Exercise
Reproduce the records from the line that has "Exercise. Spot the beach" through the end of the records, substituting "marker" for every "pin" and changing nothing else. Omit the pictures.

Point labeling records:
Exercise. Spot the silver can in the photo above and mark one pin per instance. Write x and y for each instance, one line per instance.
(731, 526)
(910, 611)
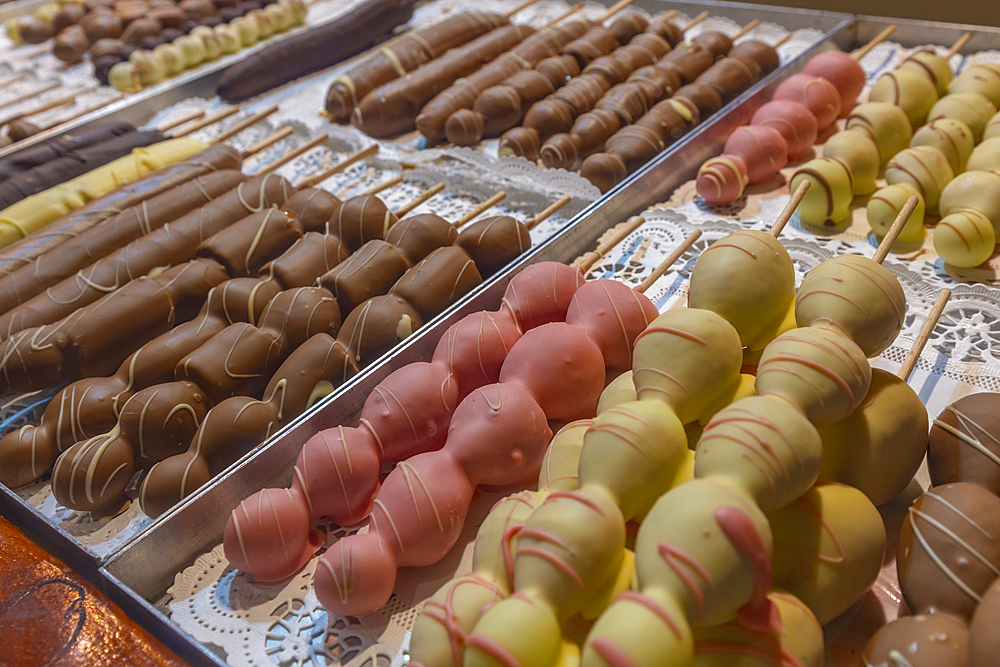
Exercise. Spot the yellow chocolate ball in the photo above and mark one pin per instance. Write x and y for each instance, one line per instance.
(755, 307)
(820, 371)
(952, 137)
(830, 195)
(924, 167)
(885, 205)
(965, 238)
(885, 124)
(878, 448)
(828, 548)
(860, 154)
(855, 296)
(973, 109)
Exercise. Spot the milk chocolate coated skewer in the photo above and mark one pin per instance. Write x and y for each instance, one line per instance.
(168, 245)
(177, 122)
(14, 256)
(406, 53)
(91, 407)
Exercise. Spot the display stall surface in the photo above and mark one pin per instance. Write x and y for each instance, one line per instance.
(470, 175)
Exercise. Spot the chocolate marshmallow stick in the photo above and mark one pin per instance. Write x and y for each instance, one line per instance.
(789, 210)
(316, 179)
(52, 85)
(957, 46)
(669, 261)
(926, 331)
(897, 226)
(267, 142)
(879, 38)
(244, 124)
(177, 122)
(206, 121)
(552, 208)
(294, 153)
(420, 199)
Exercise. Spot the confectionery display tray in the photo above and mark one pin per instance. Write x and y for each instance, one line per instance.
(140, 574)
(139, 107)
(468, 174)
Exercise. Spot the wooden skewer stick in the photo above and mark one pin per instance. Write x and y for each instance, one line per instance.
(495, 199)
(552, 208)
(339, 167)
(572, 10)
(291, 155)
(206, 121)
(793, 203)
(52, 85)
(52, 104)
(864, 50)
(245, 123)
(695, 21)
(523, 5)
(781, 41)
(420, 199)
(84, 112)
(587, 261)
(913, 356)
(614, 9)
(391, 183)
(747, 28)
(267, 142)
(897, 226)
(957, 46)
(670, 260)
(186, 118)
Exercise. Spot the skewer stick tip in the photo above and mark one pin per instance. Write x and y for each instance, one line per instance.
(669, 261)
(879, 38)
(957, 46)
(897, 226)
(789, 210)
(745, 29)
(549, 210)
(913, 356)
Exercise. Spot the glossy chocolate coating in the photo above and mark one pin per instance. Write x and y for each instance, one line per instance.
(763, 54)
(70, 44)
(605, 170)
(949, 549)
(416, 236)
(493, 242)
(963, 443)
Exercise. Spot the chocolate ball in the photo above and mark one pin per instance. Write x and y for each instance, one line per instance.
(70, 45)
(68, 15)
(34, 31)
(949, 549)
(926, 640)
(559, 152)
(102, 24)
(964, 443)
(520, 141)
(604, 170)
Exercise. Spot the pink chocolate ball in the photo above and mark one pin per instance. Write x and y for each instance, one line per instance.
(722, 179)
(843, 72)
(762, 149)
(794, 121)
(819, 95)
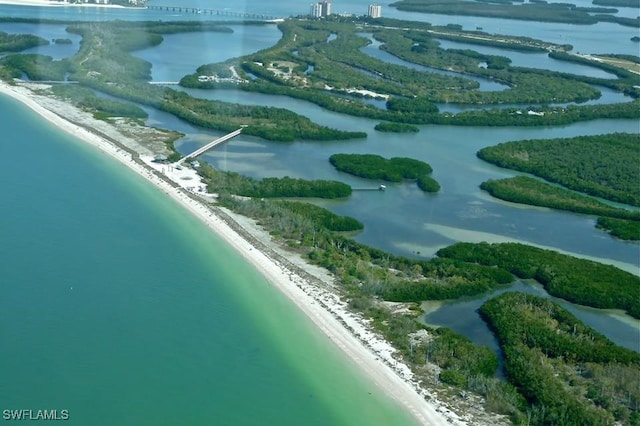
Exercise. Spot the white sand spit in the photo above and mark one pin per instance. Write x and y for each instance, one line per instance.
(321, 305)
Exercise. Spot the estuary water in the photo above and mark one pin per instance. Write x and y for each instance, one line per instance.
(118, 306)
(119, 303)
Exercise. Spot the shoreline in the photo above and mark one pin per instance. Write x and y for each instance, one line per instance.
(297, 280)
(49, 3)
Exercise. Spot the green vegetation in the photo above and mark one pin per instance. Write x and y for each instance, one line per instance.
(569, 374)
(620, 228)
(620, 3)
(396, 128)
(19, 42)
(621, 223)
(396, 169)
(372, 166)
(577, 280)
(35, 67)
(103, 108)
(538, 11)
(603, 165)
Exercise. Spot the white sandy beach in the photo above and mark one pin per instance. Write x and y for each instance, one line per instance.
(54, 3)
(322, 306)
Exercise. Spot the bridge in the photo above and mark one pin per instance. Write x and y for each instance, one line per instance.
(210, 145)
(216, 12)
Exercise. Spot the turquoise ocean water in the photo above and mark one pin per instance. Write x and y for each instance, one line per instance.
(118, 306)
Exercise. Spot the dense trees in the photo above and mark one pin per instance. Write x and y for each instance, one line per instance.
(621, 228)
(372, 166)
(35, 67)
(602, 165)
(577, 280)
(19, 42)
(396, 169)
(396, 127)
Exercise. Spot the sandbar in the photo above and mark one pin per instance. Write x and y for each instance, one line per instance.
(308, 287)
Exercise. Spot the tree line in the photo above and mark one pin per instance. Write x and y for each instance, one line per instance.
(577, 280)
(568, 373)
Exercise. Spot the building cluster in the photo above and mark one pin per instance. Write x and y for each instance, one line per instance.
(117, 2)
(323, 9)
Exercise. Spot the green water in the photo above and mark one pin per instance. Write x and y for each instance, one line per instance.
(121, 308)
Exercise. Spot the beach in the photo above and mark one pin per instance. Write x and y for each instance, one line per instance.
(307, 286)
(41, 3)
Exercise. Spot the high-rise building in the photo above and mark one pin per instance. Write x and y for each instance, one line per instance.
(375, 10)
(321, 9)
(326, 8)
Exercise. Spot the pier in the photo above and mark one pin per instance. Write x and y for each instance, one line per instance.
(216, 12)
(210, 145)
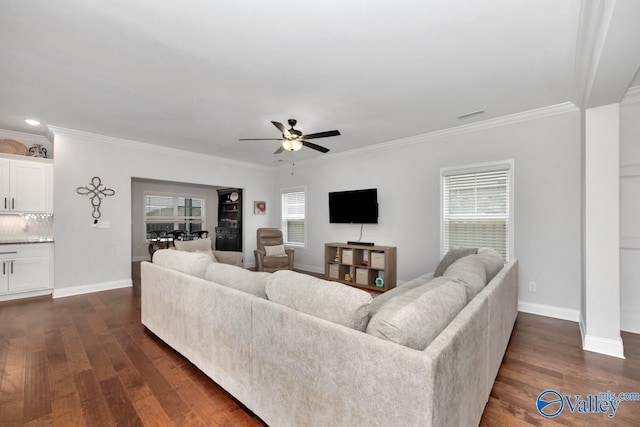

Solved problem
Exercise. Spot the beach in the photo above and mark one marker per instance. Write x and y for each instance, one line per instance.
(307, 286)
(41, 3)
Exercise. Spot the high-rise building in the photo above and mark one marker per instance. Write x and y for each instance, one line per instance.
(375, 10)
(321, 9)
(326, 8)
Exercise. Spot the pier in the photo above and mark one marker per instance. Write x and y for each instance, one line per instance.
(216, 12)
(210, 145)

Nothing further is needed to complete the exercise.